* [Work instructions]:
a) In the passage on questions too tricky to answer, what did the quote from a Cochrane Conference say patient and public involvement in research might reduce?
b) Reproduce the passage on questions too tricky to answer, everything from "Questions too tricky" down to "by the individuals.", and swap "dilemma" for "problem".
c) Resume the passage about clinical questions that are too tricky to answer, picking up right after its final sentence.

### Passage

Questions too tricky to answer

One of the challenges in seeking evidence to aid a difficult clinical dilemma is decided what the questions which are amenable to study might actually be. There are elements of the triad of clinical expertise, best-available research and patient situation and preferences which can only be brought by the individuals.

There was a quote from a Cochrane Conference recently about the benefits of patient/public involvement in research: “’Cause it might reduce the chance of the researcher making an absolute arse of themselves”. Those with a condition may have a much clearer idea than a researcher, or clinical doctor, about what needs to get better. It’s not just researchers who need to heed this advice. If you’re going to practice in an evidence based way, you’re going to have to ask the patients and families where their priorities lie. Take nausea and vomiting, for example. Mostly, you’d think that complete removal of these symptoms was a sensible aim. However in patients who have intractable, terribly difficult to control vomiting, where the only therapies working are those which keep them asleep 22/24 hours, this may not be the case.

######
### Record excerpts

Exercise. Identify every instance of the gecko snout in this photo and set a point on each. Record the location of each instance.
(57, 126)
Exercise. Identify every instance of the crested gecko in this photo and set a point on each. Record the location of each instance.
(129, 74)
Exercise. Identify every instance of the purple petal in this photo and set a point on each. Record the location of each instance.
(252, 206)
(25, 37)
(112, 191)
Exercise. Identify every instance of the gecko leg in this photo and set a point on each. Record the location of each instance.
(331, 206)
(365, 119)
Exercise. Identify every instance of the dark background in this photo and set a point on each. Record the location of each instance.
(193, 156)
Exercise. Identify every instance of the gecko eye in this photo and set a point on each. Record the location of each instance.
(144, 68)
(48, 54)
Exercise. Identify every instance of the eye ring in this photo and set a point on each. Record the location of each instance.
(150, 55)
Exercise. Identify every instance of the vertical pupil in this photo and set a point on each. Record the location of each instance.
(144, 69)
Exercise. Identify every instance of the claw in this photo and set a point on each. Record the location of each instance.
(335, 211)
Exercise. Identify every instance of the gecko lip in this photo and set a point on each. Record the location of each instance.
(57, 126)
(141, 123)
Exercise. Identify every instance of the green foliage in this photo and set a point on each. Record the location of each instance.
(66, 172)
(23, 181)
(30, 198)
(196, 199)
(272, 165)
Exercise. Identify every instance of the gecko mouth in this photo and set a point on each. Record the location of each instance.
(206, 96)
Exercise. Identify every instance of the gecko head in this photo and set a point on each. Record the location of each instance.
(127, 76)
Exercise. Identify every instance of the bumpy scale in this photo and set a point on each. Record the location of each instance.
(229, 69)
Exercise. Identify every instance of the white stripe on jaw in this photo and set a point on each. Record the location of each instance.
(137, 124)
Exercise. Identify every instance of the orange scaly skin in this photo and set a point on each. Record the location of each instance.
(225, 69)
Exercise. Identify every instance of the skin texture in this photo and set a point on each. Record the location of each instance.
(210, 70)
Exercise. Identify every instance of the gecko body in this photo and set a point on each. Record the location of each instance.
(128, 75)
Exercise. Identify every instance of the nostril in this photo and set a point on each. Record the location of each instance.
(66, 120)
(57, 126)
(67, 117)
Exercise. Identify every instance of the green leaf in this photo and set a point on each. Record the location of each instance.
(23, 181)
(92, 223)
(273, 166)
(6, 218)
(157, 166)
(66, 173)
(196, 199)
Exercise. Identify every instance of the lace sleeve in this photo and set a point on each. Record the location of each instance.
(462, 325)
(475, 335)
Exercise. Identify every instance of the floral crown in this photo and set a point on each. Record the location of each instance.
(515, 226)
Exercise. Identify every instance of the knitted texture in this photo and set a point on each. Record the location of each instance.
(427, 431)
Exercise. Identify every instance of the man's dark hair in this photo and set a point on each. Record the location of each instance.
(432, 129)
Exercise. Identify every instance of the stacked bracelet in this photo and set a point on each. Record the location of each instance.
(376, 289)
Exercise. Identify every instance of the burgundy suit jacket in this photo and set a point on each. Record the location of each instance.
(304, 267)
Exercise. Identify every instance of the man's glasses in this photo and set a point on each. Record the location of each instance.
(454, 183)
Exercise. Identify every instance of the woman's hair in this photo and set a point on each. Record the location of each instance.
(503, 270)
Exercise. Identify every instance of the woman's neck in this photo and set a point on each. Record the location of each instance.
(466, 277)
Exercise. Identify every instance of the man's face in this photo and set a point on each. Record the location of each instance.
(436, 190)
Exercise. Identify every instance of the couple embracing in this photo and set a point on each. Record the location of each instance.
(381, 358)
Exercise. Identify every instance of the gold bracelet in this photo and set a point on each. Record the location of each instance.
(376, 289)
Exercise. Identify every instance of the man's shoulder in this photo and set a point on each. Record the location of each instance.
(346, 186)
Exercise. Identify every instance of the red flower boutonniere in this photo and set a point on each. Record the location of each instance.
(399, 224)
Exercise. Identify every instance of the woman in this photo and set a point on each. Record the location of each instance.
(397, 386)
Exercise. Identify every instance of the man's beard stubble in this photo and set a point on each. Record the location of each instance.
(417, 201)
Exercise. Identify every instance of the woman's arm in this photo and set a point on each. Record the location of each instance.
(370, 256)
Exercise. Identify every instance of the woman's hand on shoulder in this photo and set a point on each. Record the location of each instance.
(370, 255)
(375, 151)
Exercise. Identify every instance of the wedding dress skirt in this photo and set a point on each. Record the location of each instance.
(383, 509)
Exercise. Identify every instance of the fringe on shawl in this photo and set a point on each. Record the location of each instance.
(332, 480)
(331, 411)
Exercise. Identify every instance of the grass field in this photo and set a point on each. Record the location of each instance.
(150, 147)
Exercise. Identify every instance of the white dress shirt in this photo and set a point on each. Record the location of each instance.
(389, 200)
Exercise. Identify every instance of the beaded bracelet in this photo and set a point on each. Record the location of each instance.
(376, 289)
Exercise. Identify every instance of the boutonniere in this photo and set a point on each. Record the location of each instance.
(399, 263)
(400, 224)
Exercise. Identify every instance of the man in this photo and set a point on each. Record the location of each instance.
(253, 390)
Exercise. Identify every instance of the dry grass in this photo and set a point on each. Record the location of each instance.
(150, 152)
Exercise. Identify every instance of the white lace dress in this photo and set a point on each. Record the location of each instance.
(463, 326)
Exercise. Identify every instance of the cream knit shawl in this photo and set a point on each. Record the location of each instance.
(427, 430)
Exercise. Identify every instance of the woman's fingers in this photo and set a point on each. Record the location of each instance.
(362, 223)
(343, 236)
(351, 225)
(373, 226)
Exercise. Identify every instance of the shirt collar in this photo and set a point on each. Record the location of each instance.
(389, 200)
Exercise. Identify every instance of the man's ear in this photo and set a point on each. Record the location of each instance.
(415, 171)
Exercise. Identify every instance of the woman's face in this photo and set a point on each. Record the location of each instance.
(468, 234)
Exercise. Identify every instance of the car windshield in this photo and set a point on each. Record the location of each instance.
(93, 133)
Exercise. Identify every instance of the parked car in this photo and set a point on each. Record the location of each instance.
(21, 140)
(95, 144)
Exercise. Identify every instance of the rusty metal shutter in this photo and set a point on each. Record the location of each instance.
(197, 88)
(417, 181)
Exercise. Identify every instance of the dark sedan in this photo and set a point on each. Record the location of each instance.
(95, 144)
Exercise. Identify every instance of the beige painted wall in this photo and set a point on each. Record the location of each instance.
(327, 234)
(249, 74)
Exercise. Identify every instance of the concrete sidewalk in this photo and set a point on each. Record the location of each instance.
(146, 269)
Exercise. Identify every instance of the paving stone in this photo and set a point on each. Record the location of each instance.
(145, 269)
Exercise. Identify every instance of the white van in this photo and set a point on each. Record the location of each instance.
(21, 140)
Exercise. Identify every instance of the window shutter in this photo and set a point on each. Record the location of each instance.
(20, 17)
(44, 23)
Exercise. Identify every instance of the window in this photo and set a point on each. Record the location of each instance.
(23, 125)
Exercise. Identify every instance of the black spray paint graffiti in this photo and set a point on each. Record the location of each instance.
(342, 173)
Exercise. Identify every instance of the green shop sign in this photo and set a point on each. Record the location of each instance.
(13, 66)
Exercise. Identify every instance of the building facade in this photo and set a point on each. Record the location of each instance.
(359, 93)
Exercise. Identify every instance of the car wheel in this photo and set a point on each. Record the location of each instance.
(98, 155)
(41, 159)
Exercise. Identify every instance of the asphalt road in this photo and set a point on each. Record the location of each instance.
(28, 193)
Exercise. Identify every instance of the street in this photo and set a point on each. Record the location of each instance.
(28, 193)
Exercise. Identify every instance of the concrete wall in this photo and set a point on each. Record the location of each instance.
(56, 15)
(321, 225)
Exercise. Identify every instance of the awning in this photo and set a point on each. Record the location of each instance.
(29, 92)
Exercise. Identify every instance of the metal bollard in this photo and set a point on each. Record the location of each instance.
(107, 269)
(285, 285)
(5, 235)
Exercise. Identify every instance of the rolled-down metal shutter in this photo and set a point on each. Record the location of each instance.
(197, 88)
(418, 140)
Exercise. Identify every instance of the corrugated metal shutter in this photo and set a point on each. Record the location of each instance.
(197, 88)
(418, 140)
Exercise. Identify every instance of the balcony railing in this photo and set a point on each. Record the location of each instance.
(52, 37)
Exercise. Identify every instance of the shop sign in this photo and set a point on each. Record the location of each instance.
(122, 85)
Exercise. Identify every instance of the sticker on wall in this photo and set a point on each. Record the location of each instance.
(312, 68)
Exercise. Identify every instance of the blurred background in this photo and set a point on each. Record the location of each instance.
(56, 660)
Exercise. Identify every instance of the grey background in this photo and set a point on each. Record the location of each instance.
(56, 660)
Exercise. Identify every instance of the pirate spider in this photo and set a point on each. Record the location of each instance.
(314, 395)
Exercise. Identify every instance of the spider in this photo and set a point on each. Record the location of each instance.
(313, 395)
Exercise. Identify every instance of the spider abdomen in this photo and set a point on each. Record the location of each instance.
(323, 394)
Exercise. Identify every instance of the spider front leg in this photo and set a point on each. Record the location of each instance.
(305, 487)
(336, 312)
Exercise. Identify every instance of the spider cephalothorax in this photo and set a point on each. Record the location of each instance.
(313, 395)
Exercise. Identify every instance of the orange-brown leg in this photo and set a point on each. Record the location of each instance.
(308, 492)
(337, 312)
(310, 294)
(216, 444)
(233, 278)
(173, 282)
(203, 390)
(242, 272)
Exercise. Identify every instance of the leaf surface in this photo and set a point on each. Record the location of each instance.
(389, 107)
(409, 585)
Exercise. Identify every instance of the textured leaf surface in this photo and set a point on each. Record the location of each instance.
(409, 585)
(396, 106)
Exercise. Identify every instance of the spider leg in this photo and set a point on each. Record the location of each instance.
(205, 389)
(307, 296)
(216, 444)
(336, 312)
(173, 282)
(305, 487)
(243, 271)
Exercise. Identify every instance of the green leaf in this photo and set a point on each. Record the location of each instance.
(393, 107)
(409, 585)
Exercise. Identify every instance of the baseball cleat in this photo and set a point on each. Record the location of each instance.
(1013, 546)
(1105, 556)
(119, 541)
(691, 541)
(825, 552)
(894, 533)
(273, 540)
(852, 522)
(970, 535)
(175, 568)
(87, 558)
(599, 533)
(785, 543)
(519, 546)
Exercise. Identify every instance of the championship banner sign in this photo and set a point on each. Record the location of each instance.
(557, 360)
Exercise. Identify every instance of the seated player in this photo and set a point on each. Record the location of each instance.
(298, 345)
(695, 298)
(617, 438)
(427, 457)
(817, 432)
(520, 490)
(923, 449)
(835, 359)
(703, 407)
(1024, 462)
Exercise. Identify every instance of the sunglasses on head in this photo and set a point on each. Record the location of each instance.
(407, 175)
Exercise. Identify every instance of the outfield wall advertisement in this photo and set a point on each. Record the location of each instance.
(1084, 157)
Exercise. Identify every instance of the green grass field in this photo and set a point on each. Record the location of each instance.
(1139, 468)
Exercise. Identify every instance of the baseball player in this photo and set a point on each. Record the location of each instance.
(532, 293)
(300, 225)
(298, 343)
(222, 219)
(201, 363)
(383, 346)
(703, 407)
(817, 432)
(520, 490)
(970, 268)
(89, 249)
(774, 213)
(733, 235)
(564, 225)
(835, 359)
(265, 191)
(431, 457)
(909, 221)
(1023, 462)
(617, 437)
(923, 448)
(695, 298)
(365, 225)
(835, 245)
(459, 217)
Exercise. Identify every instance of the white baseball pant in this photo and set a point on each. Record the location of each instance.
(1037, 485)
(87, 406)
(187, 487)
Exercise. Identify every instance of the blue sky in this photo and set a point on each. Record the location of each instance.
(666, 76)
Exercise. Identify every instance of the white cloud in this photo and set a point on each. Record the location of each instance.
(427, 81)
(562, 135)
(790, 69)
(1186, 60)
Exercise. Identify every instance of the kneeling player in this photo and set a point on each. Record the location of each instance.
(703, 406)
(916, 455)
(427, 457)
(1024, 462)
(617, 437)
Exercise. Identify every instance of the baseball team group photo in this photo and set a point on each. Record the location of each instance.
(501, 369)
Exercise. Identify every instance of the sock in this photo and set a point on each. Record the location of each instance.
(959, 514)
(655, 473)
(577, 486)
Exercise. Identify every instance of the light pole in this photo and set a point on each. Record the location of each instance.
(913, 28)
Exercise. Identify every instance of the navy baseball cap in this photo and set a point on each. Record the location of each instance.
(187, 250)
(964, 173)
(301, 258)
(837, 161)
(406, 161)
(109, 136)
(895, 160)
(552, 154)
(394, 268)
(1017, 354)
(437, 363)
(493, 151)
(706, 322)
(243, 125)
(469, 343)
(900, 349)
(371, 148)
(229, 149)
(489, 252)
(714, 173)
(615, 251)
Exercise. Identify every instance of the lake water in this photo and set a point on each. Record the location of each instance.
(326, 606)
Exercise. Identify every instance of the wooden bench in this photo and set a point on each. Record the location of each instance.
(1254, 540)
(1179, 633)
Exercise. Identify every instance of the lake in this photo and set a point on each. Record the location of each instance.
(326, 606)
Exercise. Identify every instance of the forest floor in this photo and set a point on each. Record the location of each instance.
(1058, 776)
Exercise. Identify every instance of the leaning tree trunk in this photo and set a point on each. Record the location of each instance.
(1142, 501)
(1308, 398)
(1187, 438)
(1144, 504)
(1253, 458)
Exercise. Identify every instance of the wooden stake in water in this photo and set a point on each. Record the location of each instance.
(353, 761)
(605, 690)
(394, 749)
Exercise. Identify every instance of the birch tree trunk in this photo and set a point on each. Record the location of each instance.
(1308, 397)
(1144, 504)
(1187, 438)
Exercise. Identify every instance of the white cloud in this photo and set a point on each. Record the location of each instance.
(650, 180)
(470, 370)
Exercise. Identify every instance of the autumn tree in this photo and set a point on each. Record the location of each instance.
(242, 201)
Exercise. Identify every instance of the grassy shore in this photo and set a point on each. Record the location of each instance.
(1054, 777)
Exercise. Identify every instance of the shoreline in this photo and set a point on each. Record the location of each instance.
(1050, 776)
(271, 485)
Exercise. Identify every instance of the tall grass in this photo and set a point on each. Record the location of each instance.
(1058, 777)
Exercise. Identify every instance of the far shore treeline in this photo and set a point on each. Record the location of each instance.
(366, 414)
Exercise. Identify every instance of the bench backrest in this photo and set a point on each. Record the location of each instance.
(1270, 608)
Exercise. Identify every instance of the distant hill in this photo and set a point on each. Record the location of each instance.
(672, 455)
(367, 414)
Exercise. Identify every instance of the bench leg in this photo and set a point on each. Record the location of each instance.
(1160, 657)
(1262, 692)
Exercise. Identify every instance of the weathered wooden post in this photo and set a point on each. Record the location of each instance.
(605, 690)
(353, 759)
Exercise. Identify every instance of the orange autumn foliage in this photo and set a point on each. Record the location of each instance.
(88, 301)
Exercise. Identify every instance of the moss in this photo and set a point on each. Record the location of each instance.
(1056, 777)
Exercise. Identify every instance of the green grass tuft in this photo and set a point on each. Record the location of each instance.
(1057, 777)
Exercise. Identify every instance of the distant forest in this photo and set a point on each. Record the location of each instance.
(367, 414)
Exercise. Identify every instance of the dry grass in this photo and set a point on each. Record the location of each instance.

######

* [Task-by-task outputs]:
a) The chance of the researcher making an absolute arse of themselves.

b)
Questions too tricky to answer

One of the challenges in seeking evidence to aid a difficult clinical problem is decided what the questions which are amenable to study might actually be. There are elements of the triad of clinical expertise, best-available research and patient situation and preferences which can only be brought by the individuals.

c)
There are other elements where the science feels like it should be able to help. For example the question may arise “Which toddlers with wheeze should we prescribe oral steroids for?”. This isn’t quite the question “Does prednisolone improve symptoms in pre-schoolers with viral induced wheeze?” and it’s not quite “Which pre-schoolers will go on to develop atopic asthma?”, but it certainly nods to both.

How this type of question can be addressed could be by looking at subgroups of large trials, to see if there are those who are predictable ‘responders’. Beware, however, the perils of p-fishing and the astounding ability of us medical types to come up with a good reason why something is plausible for almost any observed effect. Be extra-wary when a systematic review draws a sub-group meta-analysis: examine closely for selective outcome reporting bias. It may be you end up addressing the issue with recourse to indirect data and assumptions; pred good for asthma, risk factor F is good to show who will get asthma, so give pred to those with risk factor F.

Each approach to a challenging question will have some strengths and some difficulties. Your job in undertaking an appraisal is to explore those and still make the best judgement you can.